## Start DATASET EXTRACT
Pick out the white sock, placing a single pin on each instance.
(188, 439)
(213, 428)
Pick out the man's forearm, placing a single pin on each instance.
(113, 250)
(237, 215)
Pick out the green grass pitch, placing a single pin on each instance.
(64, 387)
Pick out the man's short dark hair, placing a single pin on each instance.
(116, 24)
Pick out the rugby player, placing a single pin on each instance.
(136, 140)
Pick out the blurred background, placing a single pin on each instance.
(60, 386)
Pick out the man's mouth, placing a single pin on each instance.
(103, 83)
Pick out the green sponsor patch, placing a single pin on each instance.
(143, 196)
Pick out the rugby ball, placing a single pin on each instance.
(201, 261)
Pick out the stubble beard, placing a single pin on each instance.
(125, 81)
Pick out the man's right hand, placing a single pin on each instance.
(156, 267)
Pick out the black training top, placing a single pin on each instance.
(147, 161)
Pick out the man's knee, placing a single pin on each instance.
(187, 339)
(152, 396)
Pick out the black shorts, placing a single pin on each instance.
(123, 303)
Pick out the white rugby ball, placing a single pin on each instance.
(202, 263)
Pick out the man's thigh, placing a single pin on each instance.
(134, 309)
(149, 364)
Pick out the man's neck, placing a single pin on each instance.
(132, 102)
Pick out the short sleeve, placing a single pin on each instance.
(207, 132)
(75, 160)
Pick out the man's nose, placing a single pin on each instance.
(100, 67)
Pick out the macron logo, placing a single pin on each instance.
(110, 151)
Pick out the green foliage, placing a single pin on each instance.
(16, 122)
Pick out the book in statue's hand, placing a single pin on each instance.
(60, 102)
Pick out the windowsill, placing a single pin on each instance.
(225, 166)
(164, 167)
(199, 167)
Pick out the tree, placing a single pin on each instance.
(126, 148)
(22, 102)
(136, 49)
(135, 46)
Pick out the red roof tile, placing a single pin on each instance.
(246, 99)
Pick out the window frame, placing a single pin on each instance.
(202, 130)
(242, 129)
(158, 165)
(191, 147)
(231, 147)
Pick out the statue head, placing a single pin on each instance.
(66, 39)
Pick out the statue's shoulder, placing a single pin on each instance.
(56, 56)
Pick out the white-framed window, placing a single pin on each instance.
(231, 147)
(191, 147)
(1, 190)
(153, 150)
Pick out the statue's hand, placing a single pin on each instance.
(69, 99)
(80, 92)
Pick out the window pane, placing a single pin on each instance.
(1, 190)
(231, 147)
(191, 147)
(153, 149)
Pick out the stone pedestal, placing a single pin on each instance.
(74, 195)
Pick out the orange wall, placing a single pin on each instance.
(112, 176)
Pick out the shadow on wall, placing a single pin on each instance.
## End DATASET EXTRACT
● WHAT YOU NEED TO DO:
Reproduce verbatim the stretch of the records from the line containing "Pick out the statue's hand, placing" through the end of the records, with both ends included.

● EXERCISE ANSWER:
Pick out the statue's hand, placing a single pin on each instance.
(69, 99)
(80, 92)
Pick out the window pane, placing a single pin on each instance.
(1, 190)
(231, 147)
(191, 147)
(153, 149)
Pick out the stone pedestal, placing a single pin on each instance.
(74, 195)
Pick out the orange wall, placing a single pin on each instance.
(112, 176)
Pick out the shadow on wall, placing a single pin on each instance.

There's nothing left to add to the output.